Active Learning Applied To Image Retrieval

DOI : 10.17577/IJERTV2IS80712

Download Full-Text PDF Cite this Publication

Text Only Version

Active Learning Applied To Image Retrieval

Neelam Longani1

M.E. (Electronics) Student,

Jawaharlal Nerhu engineering college, Aurangabad.

Prof. Faisal Shaikp

Department of Electronics and Telecommunication, Jawaharlal Nerhu engineering college, Aurangabad.


Active learning in content-based image retrieval systems is a challenging task. For effective retrieval of visual information, statistical learning plays a pivotal role. Active learning methods have been considered with increased interest in the statistical learning community. This paper provides algorithms within a statistical framework to extend active learning for content-based image retrieval (CBIR). The classification framework is presented with experiments to compare several powerful classification techniques in this information retrieval context. Focusing on interactive methods, active learning strategy is then described. Active learning in such context optimizes the training data to get best classification with as few as possible user labeling. Experimental results on Corel database show the comparison of 3 classification strategies to evaluate active learning contribution for online CBIR and the improvement in retrieval performance by active learning approach.


    Content-based image retrieval has been a vigorous area of research for at least the last two decades. Contrary to the early systems, which focused on fully automatic strategies, recent approaches have introduced human- computer interaction [1], [2]. In this paper, we focus on the retrieval of concepts within a large image collection. We assume that a user is looking for a set of images, the query concept, within a database. The aim is to build a fast and efficient strategy to retrieve the query concept. Content- based image retrieval (CBIR) allow the users to submit a query by an image sample, namely, query_by_example, such that the database images that are similar in content to the query image are retrieved. Since end users, in general, do not know the make-up (kinds of images) of the image database and the content representation and search techniques used in the environment (what types of features and indexing methods are employed), it is hard for them to choose an appropriate query at the first trial. Therefore, the query formulation process is treated as a series of tentative trials until the target images are found. Relevance feedback (RF) is an interactive process which can fulfill the requirements of query formulation. It refines the retrievals to a particular query by utilizing the users feedback on previously retrieved results. The principal idea behind the RF is as follows: The user initializes a query session by submitting an image. The system then compares the query

    image to each image in the database and returns t images that are the nearest neighbors to the query. If the user is not satisfied with the retrieved result, he or she can activate an RF process by identifying which retrieved images are relevant and which are nonrelevant. The system then updates the relevance information, such as the reformulated query vector, feature weights, and prior probabilities of relevance, to include as many user-desired images as possible in the next retrieved result. The process is repeated until the user is satisfied or the results cannot be further improved.

Given problem 1: Please pick out and copy every line in the rows below that contains the string "stack". Case counts.

Pointing rows:

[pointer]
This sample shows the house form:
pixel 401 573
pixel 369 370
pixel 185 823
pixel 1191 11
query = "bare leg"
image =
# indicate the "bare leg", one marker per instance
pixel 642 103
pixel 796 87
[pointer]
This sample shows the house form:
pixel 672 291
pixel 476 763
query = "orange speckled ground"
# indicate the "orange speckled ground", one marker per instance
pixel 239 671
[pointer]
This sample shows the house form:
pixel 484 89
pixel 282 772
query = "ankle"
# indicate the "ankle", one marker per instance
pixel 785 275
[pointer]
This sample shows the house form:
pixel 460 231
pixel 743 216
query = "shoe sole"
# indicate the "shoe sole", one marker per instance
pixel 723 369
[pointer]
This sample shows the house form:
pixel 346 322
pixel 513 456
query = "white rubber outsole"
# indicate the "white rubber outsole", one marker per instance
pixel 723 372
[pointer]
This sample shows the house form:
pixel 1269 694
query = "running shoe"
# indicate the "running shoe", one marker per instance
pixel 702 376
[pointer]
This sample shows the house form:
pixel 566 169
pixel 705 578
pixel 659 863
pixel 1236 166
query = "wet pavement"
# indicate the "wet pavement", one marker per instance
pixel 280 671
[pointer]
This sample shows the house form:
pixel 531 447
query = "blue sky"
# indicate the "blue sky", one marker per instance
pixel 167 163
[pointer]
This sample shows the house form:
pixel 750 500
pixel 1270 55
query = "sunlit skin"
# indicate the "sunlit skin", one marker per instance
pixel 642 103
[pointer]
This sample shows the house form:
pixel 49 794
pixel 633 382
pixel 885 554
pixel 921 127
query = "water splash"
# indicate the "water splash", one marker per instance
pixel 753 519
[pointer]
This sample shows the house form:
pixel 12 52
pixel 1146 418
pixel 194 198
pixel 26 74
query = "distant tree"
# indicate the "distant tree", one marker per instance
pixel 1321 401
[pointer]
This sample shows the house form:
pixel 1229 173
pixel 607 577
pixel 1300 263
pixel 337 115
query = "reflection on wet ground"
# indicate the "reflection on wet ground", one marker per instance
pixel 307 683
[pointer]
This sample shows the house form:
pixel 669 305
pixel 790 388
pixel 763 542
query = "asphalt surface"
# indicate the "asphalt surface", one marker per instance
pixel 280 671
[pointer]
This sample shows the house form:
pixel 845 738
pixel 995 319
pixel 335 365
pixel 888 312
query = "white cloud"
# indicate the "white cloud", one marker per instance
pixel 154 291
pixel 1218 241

--

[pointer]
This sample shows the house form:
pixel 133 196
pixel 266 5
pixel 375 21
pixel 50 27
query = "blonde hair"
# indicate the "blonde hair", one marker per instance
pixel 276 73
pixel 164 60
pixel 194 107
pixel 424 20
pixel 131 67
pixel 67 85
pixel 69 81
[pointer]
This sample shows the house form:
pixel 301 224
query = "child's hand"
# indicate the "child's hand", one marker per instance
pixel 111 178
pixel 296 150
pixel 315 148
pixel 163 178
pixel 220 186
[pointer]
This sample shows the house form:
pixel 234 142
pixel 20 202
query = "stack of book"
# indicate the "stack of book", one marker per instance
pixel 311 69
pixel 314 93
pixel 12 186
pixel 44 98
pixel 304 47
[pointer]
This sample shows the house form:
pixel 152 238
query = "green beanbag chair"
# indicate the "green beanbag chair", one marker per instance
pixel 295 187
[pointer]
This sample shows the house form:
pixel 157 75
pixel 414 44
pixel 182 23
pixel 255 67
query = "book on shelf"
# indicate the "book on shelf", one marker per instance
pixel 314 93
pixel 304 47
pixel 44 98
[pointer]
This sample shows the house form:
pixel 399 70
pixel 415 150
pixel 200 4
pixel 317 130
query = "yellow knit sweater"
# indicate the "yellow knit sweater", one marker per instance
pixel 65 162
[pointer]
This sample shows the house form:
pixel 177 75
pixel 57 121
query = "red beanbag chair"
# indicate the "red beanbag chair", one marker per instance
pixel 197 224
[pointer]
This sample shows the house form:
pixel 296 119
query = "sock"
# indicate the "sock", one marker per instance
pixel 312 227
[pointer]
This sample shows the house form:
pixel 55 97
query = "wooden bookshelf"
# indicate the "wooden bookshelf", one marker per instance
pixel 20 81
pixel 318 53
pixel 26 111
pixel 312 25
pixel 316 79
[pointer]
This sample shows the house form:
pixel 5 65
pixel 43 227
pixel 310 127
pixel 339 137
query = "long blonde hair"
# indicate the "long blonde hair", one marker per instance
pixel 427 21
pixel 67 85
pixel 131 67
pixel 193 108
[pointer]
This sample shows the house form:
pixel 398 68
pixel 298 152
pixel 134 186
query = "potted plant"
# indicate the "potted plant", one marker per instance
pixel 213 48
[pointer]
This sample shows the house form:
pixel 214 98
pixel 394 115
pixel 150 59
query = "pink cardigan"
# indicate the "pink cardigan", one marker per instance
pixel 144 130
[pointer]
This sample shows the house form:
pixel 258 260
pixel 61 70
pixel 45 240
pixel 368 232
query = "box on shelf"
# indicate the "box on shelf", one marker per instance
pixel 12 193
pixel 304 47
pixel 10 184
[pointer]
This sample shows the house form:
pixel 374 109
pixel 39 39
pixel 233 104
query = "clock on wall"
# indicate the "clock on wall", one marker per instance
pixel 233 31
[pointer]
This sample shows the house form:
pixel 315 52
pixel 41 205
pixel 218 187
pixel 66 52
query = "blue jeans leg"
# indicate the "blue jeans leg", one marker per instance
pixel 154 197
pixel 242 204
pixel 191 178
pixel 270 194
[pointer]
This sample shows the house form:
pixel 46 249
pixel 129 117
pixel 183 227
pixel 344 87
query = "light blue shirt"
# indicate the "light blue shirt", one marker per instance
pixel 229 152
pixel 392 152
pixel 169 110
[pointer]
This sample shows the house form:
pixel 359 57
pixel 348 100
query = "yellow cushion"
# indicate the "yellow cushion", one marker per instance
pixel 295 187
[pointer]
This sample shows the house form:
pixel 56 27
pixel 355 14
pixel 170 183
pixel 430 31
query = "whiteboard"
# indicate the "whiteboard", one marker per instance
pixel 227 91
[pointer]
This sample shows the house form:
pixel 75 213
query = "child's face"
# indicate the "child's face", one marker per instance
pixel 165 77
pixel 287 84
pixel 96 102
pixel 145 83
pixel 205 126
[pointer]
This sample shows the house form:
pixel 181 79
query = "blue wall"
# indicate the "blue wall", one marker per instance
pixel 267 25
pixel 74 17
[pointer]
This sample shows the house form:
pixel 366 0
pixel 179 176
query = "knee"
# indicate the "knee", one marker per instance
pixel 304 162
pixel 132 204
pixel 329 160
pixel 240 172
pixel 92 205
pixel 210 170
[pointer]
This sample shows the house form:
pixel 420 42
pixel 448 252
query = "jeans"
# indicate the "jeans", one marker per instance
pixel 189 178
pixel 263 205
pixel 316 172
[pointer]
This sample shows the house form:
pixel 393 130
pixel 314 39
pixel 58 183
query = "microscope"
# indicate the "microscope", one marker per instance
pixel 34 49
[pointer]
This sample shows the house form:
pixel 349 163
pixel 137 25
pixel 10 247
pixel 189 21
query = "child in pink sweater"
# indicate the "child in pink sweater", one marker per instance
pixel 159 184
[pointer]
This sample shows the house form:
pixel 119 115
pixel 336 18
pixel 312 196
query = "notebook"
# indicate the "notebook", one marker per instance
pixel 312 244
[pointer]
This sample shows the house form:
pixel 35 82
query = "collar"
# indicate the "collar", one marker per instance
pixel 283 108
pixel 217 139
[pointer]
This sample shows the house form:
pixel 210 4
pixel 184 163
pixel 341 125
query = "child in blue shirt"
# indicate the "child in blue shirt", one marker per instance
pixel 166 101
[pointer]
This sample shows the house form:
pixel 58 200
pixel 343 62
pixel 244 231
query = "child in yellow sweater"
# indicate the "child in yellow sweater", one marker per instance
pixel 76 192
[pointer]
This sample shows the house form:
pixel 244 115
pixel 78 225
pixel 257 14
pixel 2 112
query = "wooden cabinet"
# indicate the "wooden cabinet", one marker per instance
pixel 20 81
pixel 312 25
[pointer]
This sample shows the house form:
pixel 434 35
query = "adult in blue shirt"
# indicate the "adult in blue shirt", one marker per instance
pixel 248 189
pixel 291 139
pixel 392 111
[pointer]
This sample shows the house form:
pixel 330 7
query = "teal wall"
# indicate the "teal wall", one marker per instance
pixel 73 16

Given problem 2: Change "nearest neighbors" to "closest matches" in the passage of the image retrieval text above, starting at "image to each" and ending at "be further improved.", then write out that passage.

Written response 1:
query = "stack of book"
# indicate the "stack of book", one marker per instance

Written response 2:
image to each image in the database and returns t images that are the closest matches to the query. If the user is not satisfied with the retrieved result, he or she can activate an RF process by identifying which retrieved images are relevant and which are nonrelevant. The system then updates the relevance information, such as the reformulated query vector, feature weights, and prior probabilities of relevance, to include as many user-desired images as possible in the next retrieved result. The process is repeated until the user is satisfied or the results cannot be further improved.